• [WHAT YOU NEED TO DO]: Present the rows as a Markdown table with the columns Number and Row line, starting at the first line and ending after the line that contains "[(915, 97), (41, 75)]". Skip blank lines, and leave the pictures out of the answer.

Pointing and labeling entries
----

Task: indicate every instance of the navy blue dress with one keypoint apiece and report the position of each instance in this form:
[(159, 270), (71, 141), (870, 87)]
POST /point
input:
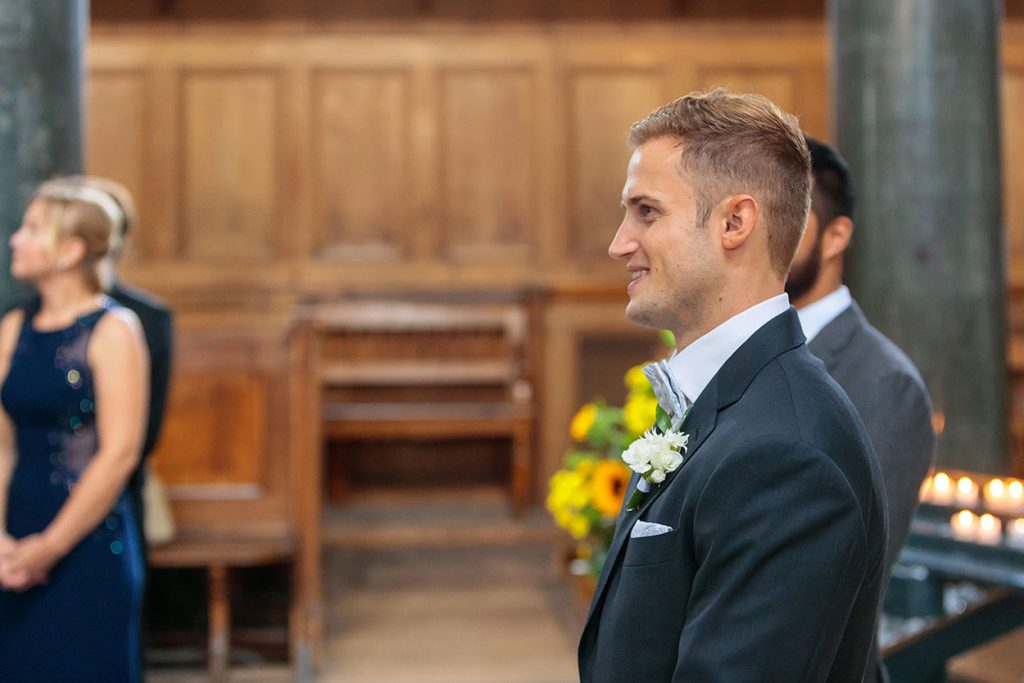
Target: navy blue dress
[(83, 625)]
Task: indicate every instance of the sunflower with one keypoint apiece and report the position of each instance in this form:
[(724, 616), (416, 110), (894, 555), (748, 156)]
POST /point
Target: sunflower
[(636, 381), (608, 486), (583, 422)]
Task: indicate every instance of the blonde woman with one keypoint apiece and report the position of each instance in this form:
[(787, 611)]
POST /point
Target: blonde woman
[(74, 406)]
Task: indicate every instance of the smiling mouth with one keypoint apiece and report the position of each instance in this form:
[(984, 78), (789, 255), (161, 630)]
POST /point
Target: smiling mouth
[(636, 276)]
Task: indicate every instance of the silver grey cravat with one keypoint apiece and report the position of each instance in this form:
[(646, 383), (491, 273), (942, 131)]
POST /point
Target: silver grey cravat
[(669, 395)]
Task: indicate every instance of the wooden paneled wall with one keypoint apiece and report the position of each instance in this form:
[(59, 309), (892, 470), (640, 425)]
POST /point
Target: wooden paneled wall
[(308, 163), (286, 163)]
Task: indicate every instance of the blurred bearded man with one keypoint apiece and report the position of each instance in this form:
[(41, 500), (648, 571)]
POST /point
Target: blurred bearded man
[(752, 544)]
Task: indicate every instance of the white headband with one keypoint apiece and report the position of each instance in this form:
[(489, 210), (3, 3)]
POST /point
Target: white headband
[(90, 196)]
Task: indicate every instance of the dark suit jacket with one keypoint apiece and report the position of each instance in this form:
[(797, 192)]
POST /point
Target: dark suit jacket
[(158, 328), (774, 567), (891, 397)]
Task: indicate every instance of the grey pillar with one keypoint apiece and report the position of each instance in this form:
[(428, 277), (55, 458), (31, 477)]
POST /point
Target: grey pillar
[(915, 97), (41, 75)]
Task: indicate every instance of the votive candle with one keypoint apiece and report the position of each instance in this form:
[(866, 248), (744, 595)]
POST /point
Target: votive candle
[(942, 489), (967, 493), (965, 525), (989, 529)]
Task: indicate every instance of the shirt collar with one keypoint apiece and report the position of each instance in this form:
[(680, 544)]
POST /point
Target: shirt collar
[(814, 316), (694, 366)]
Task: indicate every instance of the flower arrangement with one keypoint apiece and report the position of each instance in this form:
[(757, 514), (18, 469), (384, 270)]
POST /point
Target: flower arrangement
[(587, 494)]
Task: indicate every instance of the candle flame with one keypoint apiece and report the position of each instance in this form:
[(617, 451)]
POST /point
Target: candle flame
[(964, 518)]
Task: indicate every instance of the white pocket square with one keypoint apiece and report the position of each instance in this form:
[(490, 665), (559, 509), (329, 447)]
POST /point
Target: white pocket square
[(643, 529)]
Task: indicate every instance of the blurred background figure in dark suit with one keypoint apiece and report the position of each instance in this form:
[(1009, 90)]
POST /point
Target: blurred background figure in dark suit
[(880, 379), (157, 326)]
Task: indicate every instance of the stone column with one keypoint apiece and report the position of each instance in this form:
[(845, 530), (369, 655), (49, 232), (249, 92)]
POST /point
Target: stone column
[(915, 98), (42, 45)]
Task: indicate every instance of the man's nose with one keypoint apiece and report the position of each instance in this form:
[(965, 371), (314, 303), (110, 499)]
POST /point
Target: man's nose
[(624, 243)]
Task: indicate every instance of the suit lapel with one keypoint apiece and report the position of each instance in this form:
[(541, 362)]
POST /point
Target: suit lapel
[(698, 425), (780, 334)]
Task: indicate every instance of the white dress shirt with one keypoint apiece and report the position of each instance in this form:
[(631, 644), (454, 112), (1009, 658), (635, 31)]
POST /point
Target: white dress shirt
[(694, 366), (814, 317)]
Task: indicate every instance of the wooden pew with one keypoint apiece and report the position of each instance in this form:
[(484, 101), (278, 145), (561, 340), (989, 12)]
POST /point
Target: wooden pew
[(225, 459), (422, 371)]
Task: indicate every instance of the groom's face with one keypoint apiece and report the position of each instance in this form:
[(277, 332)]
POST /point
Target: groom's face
[(673, 263)]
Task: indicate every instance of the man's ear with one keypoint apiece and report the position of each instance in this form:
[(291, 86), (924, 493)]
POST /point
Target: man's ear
[(836, 238), (741, 213)]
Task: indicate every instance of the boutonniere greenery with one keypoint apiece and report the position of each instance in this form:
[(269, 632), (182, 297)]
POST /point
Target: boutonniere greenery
[(658, 452)]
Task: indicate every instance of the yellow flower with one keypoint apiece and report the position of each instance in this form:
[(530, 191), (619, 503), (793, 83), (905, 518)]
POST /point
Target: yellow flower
[(583, 422), (636, 381), (568, 494), (579, 526), (639, 414), (608, 486)]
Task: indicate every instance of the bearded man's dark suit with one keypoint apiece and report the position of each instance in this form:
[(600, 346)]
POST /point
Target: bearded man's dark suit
[(889, 394), (774, 567), (157, 323)]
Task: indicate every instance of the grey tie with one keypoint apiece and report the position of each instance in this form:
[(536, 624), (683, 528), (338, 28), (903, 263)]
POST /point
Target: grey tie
[(669, 395)]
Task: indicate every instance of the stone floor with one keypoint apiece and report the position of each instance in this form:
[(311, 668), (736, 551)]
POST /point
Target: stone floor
[(476, 614), (428, 596)]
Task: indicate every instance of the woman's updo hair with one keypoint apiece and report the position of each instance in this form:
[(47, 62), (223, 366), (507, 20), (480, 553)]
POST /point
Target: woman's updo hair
[(75, 210)]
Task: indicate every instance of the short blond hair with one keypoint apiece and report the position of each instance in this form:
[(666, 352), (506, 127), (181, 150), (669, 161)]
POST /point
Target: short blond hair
[(73, 210), (740, 143)]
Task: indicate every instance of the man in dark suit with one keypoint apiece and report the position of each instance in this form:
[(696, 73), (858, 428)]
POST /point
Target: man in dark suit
[(882, 382), (157, 327), (760, 557)]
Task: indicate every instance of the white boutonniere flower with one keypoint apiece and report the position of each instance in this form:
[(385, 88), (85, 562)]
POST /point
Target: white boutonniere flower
[(652, 457)]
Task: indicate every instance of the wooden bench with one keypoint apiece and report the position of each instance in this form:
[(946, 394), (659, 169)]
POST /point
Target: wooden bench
[(416, 370), (218, 556)]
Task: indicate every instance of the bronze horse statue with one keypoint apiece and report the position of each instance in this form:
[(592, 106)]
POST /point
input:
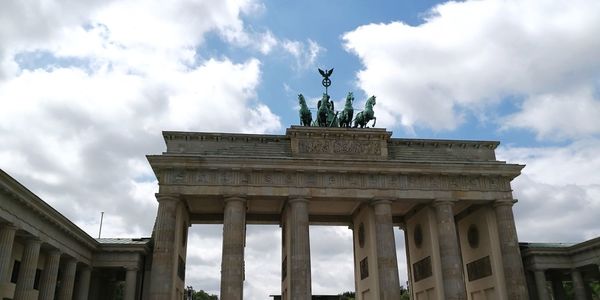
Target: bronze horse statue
[(326, 116), (346, 115), (363, 117), (305, 114)]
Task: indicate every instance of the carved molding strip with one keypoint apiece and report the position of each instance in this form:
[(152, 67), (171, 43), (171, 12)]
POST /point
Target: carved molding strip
[(334, 180), (344, 147)]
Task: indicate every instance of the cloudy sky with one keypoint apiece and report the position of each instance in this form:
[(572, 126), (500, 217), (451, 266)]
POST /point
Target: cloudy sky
[(87, 86)]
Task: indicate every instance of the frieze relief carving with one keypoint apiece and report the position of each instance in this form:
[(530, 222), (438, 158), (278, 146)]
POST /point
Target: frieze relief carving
[(335, 180), (344, 147)]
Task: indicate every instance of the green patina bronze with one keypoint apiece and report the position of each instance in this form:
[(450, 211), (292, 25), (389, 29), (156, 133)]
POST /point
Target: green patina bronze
[(363, 117), (348, 112), (305, 114), (327, 116)]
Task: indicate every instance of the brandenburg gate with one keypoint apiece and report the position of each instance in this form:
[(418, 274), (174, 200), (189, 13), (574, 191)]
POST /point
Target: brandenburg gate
[(452, 198)]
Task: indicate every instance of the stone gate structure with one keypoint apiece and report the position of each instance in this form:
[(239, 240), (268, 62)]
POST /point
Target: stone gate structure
[(452, 198)]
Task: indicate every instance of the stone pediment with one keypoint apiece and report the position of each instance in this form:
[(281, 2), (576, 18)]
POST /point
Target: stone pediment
[(373, 144), (339, 143)]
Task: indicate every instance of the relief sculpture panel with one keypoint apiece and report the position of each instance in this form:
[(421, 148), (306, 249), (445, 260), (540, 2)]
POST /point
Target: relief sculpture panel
[(335, 180)]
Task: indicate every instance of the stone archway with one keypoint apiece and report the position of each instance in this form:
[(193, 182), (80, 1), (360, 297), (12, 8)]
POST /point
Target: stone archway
[(358, 177)]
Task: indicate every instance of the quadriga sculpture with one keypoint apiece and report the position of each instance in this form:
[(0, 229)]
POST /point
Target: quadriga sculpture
[(363, 117), (346, 115)]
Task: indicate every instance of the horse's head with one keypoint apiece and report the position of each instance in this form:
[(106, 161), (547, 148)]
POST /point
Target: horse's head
[(301, 99), (371, 100), (350, 98)]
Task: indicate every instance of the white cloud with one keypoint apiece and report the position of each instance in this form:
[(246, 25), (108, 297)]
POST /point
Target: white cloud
[(558, 192), (97, 84), (570, 114), (304, 54), (470, 55)]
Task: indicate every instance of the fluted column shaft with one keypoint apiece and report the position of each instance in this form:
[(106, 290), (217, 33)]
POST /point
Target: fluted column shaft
[(49, 275), (451, 262), (387, 263), (514, 274), (67, 280), (163, 259), (83, 288), (578, 285), (299, 273), (7, 237), (29, 261), (234, 235), (130, 283), (540, 284)]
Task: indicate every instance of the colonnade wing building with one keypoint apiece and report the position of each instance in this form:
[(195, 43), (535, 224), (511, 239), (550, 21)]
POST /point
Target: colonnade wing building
[(43, 255), (453, 200)]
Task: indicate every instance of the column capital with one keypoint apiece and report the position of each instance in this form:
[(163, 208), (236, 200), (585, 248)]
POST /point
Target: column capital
[(295, 199), (71, 260), (7, 225), (132, 268), (33, 240), (504, 202), (443, 201), (54, 252), (86, 267), (160, 197), (375, 202), (234, 197)]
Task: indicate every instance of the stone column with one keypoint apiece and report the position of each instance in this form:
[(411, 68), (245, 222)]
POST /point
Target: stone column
[(578, 285), (514, 274), (299, 273), (234, 235), (540, 284), (83, 284), (49, 275), (130, 283), (452, 269), (7, 237), (29, 261), (67, 280), (387, 263), (164, 261)]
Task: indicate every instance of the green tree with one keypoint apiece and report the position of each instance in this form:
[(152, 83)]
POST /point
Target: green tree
[(202, 295)]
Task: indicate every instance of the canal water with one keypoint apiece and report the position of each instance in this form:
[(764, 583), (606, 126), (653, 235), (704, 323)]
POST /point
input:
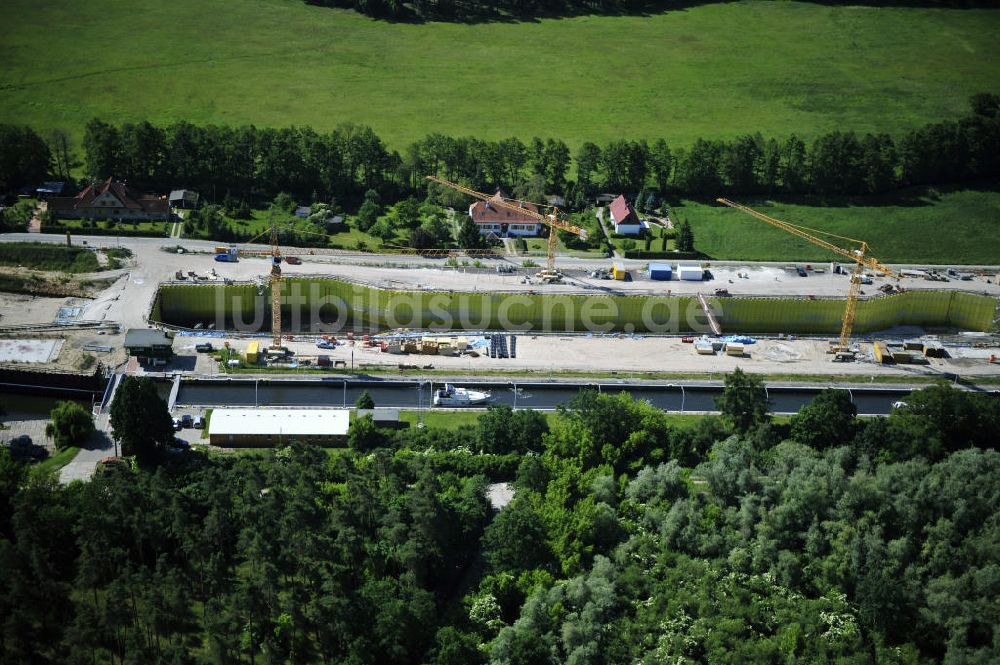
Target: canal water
[(544, 396)]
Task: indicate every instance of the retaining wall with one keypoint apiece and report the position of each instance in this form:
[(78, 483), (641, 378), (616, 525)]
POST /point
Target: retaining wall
[(335, 303)]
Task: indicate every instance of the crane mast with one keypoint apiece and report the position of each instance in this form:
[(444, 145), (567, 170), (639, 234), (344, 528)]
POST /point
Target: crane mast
[(551, 220), (857, 255)]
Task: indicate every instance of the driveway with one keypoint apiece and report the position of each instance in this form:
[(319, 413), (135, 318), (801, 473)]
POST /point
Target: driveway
[(99, 446)]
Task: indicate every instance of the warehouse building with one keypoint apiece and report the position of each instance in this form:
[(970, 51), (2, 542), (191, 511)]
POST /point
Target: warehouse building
[(261, 428)]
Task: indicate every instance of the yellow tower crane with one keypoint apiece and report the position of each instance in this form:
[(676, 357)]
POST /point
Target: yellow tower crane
[(551, 220), (274, 279), (857, 254)]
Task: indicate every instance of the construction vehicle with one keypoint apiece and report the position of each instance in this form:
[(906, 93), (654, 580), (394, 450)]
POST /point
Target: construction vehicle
[(550, 275), (857, 254)]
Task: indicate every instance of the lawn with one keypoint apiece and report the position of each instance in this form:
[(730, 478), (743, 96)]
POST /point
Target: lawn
[(714, 70), (54, 463), (78, 225), (960, 227), (45, 256)]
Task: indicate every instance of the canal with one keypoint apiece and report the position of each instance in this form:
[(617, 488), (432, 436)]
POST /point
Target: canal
[(527, 395)]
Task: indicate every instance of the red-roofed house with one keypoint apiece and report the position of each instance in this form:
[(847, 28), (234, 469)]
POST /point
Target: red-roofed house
[(110, 200), (501, 220), (625, 221)]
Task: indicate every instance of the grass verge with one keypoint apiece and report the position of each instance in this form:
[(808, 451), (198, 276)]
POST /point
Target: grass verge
[(54, 463)]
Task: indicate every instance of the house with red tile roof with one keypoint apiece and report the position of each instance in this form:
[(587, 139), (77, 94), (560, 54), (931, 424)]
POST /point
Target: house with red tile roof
[(503, 221), (111, 200), (625, 220)]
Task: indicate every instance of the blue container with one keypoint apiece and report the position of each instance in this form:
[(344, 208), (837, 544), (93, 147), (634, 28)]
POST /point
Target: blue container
[(660, 271)]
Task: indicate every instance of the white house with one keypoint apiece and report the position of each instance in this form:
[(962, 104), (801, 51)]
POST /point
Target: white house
[(502, 220), (624, 219)]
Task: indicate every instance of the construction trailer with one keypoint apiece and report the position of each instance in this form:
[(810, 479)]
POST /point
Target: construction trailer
[(881, 353), (734, 349), (148, 343), (660, 271), (690, 272)]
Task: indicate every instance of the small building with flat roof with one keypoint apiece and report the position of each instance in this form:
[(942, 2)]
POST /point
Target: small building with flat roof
[(183, 198), (382, 417), (148, 343), (263, 428)]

----

• [TASK ANSWER]:
| Number | Row line |
|---|---|
| 1 | Task: indicate every instance of the navy blue dress with one keypoint apiece and report the position of each instance in this form: |
| 2 | [(159, 270), (71, 141), (870, 87)] |
| 3 | POST /point |
| 4 | input: |
| 5 | Target: navy blue dress |
| 6 | [(83, 625)] |
| 7 | Task: indicate every instance of the sunflower with one keypoint apiece and report the position of each instance in this form: |
| 8 | [(724, 616), (416, 110), (894, 555), (748, 156)] |
| 9 | POST /point |
| 10 | Target: sunflower |
| 11 | [(636, 381), (608, 486), (583, 422)] |
| 12 | Task: indicate every instance of the blonde woman with one keypoint apiece and report the position of each instance in this form: |
| 13 | [(787, 611)] |
| 14 | POST /point |
| 15 | Target: blonde woman |
| 16 | [(74, 406)] |
| 17 | Task: indicate every instance of the smiling mouth with one keypoint apiece and report the position of each instance in this form: |
| 18 | [(984, 78), (789, 255), (161, 630)] |
| 19 | POST /point |
| 20 | Target: smiling mouth |
| 21 | [(636, 276)] |
| 22 | Task: indicate every instance of the silver grey cravat with one keypoint apiece and report the position of each instance in this form: |
| 23 | [(646, 383), (491, 273), (942, 131)] |
| 24 | POST /point |
| 25 | Target: silver grey cravat |
| 26 | [(669, 395)] |
| 27 | Task: indicate every instance of the wooden paneled wall with one keypoint apiece and report the position of each instance in this form: |
| 28 | [(59, 309), (892, 470), (640, 425)] |
| 29 | POST /point |
| 30 | Target: wooden paneled wall |
| 31 | [(308, 163), (286, 163)] |
| 32 | Task: indicate every instance of the blurred bearded man with one keypoint apiece and report the position of each instance in this form: |
| 33 | [(41, 500), (648, 571)] |
| 34 | POST /point |
| 35 | Target: blurred bearded man |
| 36 | [(752, 544)] |
| 37 | Task: indicate every instance of the white headband with one keypoint apiece and report the position of each instance in this form: |
| 38 | [(489, 210), (3, 3)] |
| 39 | POST /point |
| 40 | Target: white headband |
| 41 | [(90, 196)] |
| 42 | Task: indicate every instance of the dark suit jacket with one keypoint apiece and report the position of each instance in this form: |
| 43 | [(797, 192)] |
| 44 | POST /point |
| 45 | Target: dark suit jacket |
| 46 | [(158, 328), (774, 567), (891, 397)] |
| 47 | Task: indicate every instance of the grey pillar with one keypoint apiece and report the position of each instance in this form: |
| 48 | [(428, 277), (55, 458), (31, 477)] |
| 49 | POST /point |
| 50 | Target: grey pillar |
| 51 | [(915, 97), (41, 75)] |